--- PASSAGE DONNÉ ---
Il n’y a pas à s’y méprendre : les Japonais occupent vraiment la ville. À chaque coin de rue, paraît un gendarme. Des guérites de sentinelles marquent chaque carrefour. Dans les ruelles les plus perdues, apparaissent des soldats et, sur les places, se développent de véritables bivouacs. Dans les alentours du palais, la concentration des forces militaires est surtout apparente. Les portes qui donnent accès aux appartemens impériaux ne s’ouvrent que devant des laissez-passer obtenus du Résident japonais. Pour la moindre autorisation nécessaire, force est ici de s’adresser aux autorités nippones. La Corée est bien moins en état de protectorat (suivant l’appellation officielle) qu’en état d’occupation. Il n’est pas jusqu’aux postes et télégraphes qui n’aient été « japonisés. » Du reste, le 21 juillet dernier, l’état de siège a été définitivement proclamé d’un bout à l’autre du pays.

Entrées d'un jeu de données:
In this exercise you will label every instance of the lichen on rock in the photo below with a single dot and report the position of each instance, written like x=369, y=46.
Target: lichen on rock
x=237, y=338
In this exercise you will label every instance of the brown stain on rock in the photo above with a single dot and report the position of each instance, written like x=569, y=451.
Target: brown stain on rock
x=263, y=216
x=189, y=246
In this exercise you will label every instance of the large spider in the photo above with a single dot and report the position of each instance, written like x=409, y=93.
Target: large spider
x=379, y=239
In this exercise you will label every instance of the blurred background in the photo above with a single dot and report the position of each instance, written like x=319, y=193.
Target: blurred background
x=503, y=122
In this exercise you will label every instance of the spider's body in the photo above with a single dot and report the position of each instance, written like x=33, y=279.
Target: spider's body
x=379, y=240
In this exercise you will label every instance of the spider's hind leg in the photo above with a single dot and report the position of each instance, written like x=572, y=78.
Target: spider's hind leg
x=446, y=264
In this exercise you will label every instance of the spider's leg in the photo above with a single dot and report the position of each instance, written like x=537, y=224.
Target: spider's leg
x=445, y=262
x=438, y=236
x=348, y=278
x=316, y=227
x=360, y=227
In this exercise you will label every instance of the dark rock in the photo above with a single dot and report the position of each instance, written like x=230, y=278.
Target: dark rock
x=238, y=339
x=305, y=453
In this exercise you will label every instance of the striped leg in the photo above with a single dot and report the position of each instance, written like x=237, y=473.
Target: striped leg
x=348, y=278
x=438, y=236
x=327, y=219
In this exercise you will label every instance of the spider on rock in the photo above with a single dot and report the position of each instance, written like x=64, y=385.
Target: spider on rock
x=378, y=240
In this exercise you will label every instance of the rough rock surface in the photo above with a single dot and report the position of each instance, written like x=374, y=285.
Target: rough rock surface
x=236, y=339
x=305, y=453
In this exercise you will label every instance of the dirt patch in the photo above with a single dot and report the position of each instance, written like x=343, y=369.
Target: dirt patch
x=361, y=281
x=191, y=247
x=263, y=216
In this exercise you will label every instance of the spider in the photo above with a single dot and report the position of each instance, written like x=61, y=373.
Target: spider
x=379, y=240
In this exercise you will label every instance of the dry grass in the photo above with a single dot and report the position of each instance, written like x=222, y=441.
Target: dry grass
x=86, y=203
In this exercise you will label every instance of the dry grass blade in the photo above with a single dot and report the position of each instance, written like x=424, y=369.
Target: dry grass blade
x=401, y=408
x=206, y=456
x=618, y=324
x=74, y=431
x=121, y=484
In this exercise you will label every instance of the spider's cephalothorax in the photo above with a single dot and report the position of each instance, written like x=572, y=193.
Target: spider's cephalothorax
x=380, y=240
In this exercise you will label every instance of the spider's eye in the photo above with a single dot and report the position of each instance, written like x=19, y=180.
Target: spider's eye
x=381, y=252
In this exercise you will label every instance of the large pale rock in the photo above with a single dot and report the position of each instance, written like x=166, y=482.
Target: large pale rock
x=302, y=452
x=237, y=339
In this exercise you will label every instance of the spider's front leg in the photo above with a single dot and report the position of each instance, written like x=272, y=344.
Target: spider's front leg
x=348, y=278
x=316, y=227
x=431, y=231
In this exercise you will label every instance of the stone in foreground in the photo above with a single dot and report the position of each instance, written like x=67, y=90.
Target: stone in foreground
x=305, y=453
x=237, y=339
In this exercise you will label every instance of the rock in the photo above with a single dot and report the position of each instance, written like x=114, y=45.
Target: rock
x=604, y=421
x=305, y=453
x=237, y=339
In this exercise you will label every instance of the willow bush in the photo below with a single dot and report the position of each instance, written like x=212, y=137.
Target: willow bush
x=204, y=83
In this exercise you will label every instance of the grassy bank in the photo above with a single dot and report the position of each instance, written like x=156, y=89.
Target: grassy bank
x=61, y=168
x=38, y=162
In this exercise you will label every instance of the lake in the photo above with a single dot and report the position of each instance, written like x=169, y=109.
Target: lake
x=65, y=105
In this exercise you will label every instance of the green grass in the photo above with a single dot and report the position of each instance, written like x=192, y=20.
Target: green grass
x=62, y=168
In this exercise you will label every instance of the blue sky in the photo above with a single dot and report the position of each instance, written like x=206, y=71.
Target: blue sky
* * *
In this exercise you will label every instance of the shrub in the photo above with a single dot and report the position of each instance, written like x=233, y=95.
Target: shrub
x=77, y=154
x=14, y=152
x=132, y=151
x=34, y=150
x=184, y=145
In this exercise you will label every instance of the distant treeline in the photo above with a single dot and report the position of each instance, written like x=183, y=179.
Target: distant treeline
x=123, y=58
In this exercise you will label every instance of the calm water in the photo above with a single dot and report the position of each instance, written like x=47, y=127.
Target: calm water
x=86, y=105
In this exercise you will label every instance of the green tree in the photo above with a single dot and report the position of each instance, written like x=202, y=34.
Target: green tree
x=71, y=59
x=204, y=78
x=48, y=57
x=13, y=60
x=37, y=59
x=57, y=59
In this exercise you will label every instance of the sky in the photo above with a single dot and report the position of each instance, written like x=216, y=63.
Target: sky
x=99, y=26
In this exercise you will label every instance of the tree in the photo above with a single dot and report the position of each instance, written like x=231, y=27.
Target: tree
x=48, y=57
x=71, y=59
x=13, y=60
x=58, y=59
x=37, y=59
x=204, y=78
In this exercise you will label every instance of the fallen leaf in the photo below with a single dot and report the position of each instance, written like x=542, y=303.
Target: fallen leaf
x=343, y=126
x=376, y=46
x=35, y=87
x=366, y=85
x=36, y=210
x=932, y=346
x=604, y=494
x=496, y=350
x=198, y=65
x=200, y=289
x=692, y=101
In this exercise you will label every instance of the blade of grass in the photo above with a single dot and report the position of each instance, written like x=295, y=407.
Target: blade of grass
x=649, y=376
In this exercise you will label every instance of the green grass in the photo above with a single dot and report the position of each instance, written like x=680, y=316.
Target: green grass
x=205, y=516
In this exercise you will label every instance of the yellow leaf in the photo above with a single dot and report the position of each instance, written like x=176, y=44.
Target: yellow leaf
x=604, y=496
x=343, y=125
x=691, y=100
...
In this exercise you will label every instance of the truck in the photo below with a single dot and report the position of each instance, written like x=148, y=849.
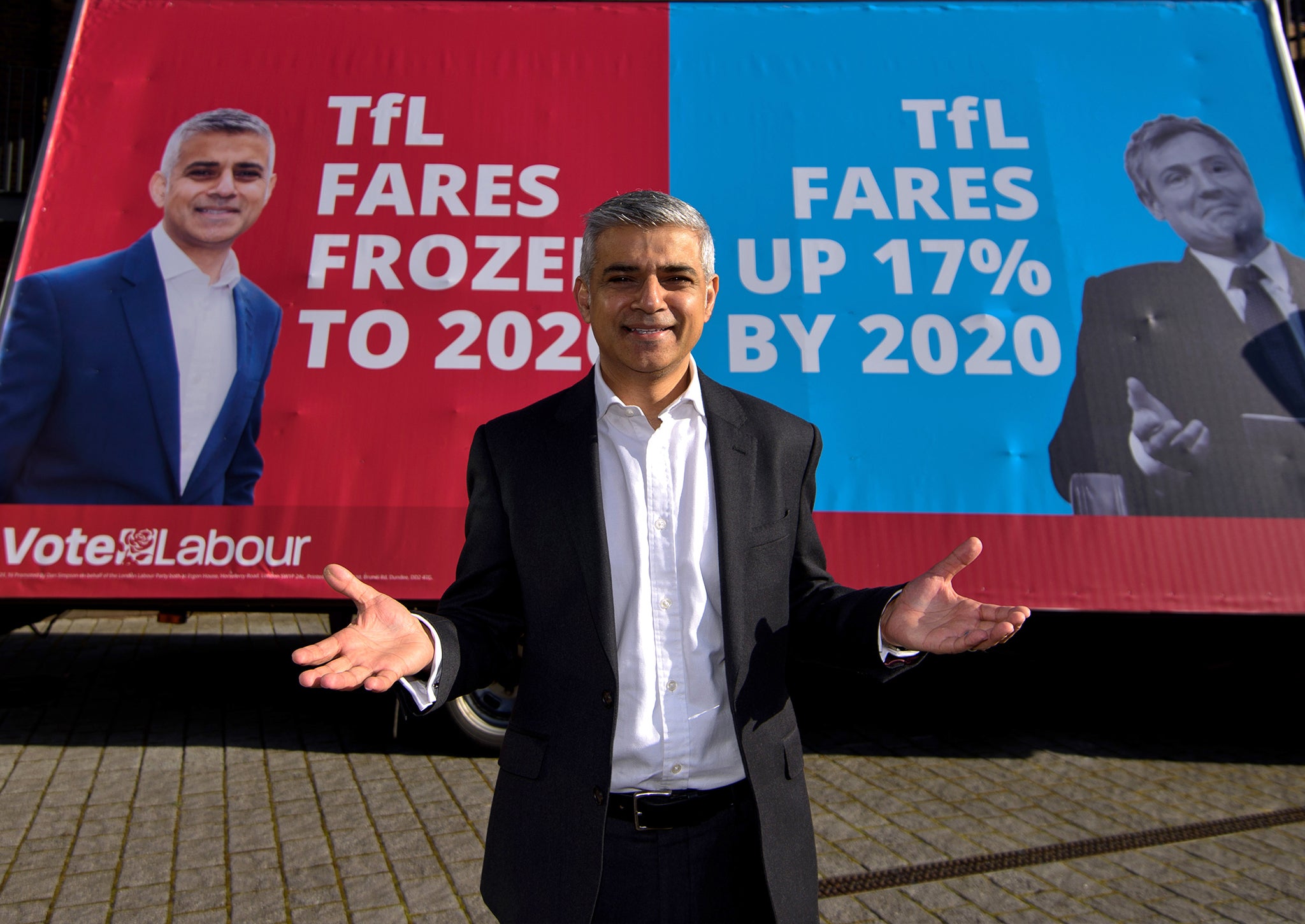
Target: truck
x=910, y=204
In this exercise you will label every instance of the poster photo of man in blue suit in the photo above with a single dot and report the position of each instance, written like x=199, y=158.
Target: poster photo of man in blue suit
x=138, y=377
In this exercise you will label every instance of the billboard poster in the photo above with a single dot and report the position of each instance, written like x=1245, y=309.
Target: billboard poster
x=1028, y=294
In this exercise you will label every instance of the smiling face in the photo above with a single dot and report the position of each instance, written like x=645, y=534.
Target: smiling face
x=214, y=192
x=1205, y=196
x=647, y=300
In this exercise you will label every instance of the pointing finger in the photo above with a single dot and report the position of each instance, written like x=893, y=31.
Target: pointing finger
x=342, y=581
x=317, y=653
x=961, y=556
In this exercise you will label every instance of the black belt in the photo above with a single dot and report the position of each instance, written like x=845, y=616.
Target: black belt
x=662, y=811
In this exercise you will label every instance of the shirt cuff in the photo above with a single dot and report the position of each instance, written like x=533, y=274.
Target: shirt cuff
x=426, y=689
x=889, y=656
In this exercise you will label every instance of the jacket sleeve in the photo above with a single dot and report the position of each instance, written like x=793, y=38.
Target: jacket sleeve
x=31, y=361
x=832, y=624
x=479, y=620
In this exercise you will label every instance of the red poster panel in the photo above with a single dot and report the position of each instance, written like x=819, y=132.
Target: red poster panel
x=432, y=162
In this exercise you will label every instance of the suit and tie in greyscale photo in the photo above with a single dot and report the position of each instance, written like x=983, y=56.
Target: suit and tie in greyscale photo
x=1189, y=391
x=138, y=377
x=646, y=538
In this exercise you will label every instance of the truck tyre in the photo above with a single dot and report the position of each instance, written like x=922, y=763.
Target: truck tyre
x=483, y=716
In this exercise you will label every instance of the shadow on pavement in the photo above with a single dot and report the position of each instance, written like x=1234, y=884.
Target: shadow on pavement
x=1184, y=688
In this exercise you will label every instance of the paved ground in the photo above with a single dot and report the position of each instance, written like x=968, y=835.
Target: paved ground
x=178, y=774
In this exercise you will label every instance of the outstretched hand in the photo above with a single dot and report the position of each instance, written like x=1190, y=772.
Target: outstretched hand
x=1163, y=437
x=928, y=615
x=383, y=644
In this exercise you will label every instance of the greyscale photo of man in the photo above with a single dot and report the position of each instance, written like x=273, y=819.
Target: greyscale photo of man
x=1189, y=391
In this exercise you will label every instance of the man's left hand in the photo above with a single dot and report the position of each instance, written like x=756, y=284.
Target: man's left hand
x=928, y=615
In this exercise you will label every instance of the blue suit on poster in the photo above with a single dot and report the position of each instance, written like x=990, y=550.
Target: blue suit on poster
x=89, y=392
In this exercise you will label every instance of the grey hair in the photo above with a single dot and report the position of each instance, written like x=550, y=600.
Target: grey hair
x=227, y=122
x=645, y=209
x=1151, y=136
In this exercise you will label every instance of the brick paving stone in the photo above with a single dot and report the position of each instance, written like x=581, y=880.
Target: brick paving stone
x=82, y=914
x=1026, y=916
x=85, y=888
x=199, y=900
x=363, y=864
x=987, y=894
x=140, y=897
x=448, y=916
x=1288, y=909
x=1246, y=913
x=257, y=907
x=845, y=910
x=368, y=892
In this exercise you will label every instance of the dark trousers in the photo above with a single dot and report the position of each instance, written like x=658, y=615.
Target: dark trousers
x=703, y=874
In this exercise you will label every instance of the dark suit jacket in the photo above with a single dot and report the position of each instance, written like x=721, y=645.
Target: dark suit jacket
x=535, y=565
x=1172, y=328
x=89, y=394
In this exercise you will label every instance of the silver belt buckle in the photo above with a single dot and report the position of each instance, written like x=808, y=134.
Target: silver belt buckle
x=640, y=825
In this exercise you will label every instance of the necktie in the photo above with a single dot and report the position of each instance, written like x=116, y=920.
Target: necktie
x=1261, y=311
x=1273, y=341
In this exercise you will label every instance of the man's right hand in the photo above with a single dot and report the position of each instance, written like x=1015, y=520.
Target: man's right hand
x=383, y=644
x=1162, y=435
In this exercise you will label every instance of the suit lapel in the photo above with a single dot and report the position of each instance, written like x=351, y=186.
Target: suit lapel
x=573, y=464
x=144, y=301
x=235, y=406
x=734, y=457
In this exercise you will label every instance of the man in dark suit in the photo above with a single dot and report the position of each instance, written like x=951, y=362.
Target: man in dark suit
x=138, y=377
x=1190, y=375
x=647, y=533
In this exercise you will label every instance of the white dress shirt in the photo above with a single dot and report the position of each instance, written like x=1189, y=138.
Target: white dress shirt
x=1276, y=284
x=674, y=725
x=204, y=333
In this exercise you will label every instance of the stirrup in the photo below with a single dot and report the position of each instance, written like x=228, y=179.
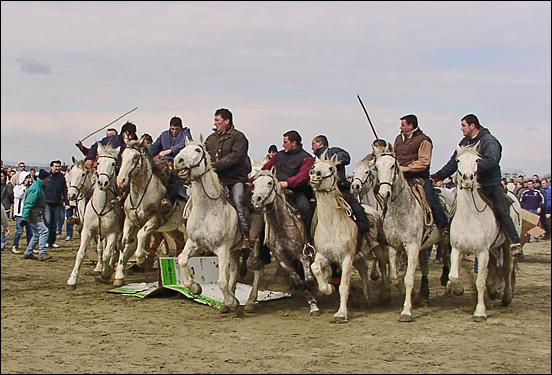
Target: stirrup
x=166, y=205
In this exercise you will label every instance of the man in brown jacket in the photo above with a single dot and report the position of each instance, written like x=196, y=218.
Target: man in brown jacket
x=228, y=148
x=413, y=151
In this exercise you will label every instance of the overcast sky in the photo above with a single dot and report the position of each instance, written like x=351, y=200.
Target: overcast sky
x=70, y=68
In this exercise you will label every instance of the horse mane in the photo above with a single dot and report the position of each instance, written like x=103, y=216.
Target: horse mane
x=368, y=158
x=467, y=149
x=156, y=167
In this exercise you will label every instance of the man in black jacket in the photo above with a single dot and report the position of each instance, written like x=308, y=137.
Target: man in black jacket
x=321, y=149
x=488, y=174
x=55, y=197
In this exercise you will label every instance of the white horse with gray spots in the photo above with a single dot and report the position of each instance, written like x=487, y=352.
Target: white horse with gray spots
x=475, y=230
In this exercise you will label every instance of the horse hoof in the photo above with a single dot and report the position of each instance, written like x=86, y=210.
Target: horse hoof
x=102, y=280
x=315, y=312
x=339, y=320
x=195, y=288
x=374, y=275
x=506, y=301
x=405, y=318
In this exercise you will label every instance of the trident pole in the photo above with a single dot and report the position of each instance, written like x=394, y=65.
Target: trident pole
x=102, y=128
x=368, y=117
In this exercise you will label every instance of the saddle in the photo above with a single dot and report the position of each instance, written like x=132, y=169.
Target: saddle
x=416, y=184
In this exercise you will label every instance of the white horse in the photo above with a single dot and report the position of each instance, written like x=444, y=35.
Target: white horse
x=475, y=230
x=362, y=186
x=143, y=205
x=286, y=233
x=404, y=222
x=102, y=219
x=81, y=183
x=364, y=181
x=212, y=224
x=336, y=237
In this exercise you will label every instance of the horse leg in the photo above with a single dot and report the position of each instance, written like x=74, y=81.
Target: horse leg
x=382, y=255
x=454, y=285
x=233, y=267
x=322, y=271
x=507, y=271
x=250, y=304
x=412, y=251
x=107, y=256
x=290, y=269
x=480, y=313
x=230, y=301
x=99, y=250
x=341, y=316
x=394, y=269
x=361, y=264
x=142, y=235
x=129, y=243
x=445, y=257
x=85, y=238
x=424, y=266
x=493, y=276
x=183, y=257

--- CONSIGNES ---
#1 Recopiez, s'il vous plaît, le passage sur l'occupation de la Corée de « Il n’y a pas » à « l’autre du pays. ».
#2 D'après le passage sur l'occupation de la Corée, à quelle date l'état de siège a-t-il été proclamé dans tout le pays ?
Les lignes ne servent à rien ici.

--- RÉPONSES ATTENDUES ---
#1
Il n’y a pas à s’y méprendre : les Japonais occupent vraiment la ville. À chaque coin de rue, paraît un gendarme. Des guérites de sentinelles marquent chaque carrefour. Dans les ruelles les plus perdues, apparaissent des soldats et, sur les places, se développent de véritables bivouacs. Dans les alentours du palais, la concentration des forces militaires est surtout apparente. Les portes qui donnent accès aux appartemens impériaux ne s’ouvrent que devant des laissez-passer obtenus du Résident japonais. Pour la moindre autorisation nécessaire, force est ici de s’adresser aux autorités nippones. La Corée est bien moins en état de protectorat (suivant l’appellation officielle) qu’en état d’occupation. Il n’est pas jusqu’aux postes et télégraphes qui n’aient été « japonisés. » Du reste, le 21 juillet dernier, l’état de siège a été définitivement proclamé d’un bout à l’autre du pays.

#2 Le 21 juillet dernier.